Stored rows →

☆ ☆ ☆ ☆

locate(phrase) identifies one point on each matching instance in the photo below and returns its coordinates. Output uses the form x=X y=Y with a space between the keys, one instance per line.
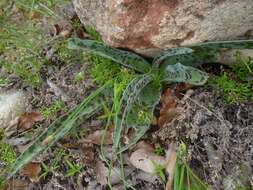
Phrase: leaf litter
x=213 y=153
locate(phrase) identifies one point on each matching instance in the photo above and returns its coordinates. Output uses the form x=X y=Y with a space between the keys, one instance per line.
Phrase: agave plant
x=173 y=65
x=135 y=107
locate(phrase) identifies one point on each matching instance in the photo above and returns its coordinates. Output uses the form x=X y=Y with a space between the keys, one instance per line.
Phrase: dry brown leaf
x=17 y=184
x=145 y=159
x=27 y=120
x=88 y=155
x=97 y=138
x=101 y=172
x=168 y=110
x=32 y=170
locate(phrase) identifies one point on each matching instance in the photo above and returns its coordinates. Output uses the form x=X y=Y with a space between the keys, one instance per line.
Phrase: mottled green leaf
x=125 y=58
x=171 y=53
x=182 y=73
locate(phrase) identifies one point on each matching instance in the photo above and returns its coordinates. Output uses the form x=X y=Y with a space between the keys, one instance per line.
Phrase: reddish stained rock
x=148 y=26
x=144 y=15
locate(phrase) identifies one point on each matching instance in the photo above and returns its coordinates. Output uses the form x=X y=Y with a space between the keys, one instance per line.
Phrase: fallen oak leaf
x=27 y=120
x=17 y=184
x=144 y=159
x=32 y=170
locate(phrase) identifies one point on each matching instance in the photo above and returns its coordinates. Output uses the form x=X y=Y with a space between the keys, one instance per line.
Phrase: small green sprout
x=52 y=110
x=160 y=151
x=73 y=169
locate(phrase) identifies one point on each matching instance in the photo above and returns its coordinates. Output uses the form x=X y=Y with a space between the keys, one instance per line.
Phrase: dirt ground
x=219 y=136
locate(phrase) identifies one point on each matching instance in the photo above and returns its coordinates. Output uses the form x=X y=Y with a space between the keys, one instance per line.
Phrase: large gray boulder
x=148 y=26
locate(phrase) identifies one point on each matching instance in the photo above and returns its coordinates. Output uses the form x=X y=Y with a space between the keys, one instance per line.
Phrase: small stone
x=12 y=105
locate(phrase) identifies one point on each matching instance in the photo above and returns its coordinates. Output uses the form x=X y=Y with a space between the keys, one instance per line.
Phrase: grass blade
x=125 y=58
x=57 y=130
x=130 y=95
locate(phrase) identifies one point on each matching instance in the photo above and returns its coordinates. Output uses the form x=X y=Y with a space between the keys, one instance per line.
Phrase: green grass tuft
x=233 y=91
x=103 y=70
x=52 y=110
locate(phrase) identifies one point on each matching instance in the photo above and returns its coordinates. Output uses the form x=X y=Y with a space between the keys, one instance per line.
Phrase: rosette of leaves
x=133 y=108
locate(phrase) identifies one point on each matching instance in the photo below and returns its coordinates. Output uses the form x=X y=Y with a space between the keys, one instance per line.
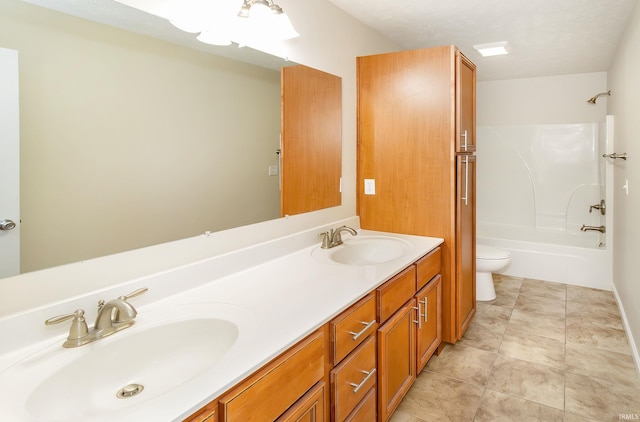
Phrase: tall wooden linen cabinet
x=416 y=139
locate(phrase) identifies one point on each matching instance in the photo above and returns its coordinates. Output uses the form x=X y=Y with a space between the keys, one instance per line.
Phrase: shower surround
x=535 y=187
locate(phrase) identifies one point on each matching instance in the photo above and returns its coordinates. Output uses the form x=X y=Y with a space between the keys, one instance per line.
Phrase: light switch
x=369 y=186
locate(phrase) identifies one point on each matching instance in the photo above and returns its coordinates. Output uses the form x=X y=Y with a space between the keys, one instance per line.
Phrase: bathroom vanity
x=278 y=331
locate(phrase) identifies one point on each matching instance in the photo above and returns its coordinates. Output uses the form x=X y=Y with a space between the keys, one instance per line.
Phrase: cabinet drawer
x=428 y=266
x=310 y=408
x=365 y=411
x=352 y=327
x=395 y=293
x=353 y=378
x=269 y=393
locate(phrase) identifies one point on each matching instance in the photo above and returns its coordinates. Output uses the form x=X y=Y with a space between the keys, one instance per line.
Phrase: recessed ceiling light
x=493 y=49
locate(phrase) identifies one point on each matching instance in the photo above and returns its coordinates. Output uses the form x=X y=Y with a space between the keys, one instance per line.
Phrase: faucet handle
x=326 y=239
x=134 y=293
x=78 y=328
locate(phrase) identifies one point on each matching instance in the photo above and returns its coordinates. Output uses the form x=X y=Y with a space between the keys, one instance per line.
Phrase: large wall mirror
x=128 y=141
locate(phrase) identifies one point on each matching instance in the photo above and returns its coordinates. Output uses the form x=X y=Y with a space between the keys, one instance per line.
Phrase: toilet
x=489 y=260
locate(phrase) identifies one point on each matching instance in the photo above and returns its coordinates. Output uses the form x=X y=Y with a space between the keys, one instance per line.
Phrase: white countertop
x=286 y=298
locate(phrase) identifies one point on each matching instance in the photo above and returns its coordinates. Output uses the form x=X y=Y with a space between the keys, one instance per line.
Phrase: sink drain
x=129 y=391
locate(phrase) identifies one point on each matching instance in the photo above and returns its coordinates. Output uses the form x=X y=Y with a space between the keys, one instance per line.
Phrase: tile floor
x=540 y=351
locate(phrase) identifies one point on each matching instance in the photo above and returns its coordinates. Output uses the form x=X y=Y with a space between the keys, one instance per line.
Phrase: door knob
x=7 y=225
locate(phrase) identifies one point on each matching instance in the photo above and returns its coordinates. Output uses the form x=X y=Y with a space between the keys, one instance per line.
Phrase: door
x=396 y=360
x=9 y=165
x=466 y=100
x=465 y=242
x=429 y=333
x=311 y=140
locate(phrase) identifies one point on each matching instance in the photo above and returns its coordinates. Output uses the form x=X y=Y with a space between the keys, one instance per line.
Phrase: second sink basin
x=165 y=349
x=364 y=250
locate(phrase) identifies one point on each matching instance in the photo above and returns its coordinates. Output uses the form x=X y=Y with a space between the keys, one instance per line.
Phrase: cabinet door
x=366 y=409
x=311 y=140
x=429 y=303
x=396 y=360
x=466 y=104
x=465 y=242
x=310 y=407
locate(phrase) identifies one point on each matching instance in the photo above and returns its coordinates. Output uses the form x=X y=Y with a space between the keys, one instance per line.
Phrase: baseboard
x=627 y=329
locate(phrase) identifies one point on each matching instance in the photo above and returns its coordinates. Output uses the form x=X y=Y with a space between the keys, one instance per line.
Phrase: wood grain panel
x=396 y=360
x=267 y=394
x=311 y=140
x=429 y=335
x=427 y=267
x=354 y=320
x=395 y=293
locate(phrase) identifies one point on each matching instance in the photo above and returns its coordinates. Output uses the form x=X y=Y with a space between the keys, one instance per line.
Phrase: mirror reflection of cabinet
x=137 y=141
x=311 y=140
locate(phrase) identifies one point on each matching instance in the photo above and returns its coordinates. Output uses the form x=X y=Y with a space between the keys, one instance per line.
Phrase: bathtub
x=552 y=256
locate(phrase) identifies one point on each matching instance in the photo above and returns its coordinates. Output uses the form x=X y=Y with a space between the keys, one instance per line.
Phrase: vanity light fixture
x=493 y=49
x=219 y=22
x=264 y=18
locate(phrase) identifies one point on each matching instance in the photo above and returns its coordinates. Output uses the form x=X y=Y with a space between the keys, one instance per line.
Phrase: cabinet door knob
x=359 y=334
x=368 y=374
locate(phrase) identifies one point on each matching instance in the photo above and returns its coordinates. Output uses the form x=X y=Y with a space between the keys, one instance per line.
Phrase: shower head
x=593 y=99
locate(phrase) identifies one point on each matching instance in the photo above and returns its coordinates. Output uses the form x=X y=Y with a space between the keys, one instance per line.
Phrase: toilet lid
x=489 y=252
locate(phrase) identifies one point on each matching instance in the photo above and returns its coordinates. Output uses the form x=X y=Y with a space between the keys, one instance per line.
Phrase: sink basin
x=364 y=250
x=164 y=350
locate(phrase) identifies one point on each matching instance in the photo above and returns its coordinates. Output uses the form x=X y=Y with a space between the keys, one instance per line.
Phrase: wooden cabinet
x=356 y=368
x=209 y=413
x=271 y=391
x=429 y=331
x=309 y=408
x=416 y=138
x=410 y=330
x=354 y=356
x=396 y=360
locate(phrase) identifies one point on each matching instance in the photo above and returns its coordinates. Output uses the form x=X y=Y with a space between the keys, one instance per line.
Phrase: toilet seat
x=490 y=253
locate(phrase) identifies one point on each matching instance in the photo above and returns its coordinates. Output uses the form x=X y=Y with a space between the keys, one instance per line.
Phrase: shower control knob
x=7 y=225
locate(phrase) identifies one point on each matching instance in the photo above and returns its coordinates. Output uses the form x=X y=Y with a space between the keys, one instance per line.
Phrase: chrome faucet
x=600 y=229
x=334 y=236
x=113 y=316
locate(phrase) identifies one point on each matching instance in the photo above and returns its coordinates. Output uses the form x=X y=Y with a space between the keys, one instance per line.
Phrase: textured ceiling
x=548 y=37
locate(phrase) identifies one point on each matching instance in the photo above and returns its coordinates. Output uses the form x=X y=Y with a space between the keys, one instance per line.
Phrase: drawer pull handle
x=425 y=302
x=368 y=374
x=419 y=320
x=367 y=325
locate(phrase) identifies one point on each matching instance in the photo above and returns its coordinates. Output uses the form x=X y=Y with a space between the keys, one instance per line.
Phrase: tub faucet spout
x=600 y=229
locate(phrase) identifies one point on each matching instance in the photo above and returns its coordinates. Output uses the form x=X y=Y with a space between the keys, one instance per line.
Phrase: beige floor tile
x=481 y=338
x=463 y=363
x=556 y=292
x=545 y=325
x=540 y=305
x=497 y=407
x=593 y=362
x=507 y=290
x=530 y=381
x=570 y=417
x=589 y=296
x=438 y=398
x=533 y=348
x=602 y=314
x=606 y=338
x=495 y=318
x=600 y=399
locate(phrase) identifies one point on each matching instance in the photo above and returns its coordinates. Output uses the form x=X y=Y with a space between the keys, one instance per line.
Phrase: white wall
x=624 y=105
x=545 y=100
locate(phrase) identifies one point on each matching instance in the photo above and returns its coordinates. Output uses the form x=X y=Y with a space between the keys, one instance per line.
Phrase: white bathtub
x=551 y=256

☆ ☆ ☆ ☆

Task instructions → Copy everything from the start of the records down through the line containing "x=213 y=153", swapping "leaf litter" for "fallen leaves" and keeping everything else unchanged. Give only those lines, and leave out the picture.

Solution for this exercise →
locate(phrase) identifies one point on each matching instance in the photo below and returns its coordinates. Output uses the form x=X y=Y with a space between the keys, one instance per line.
Phrase: fallen leaves
x=213 y=153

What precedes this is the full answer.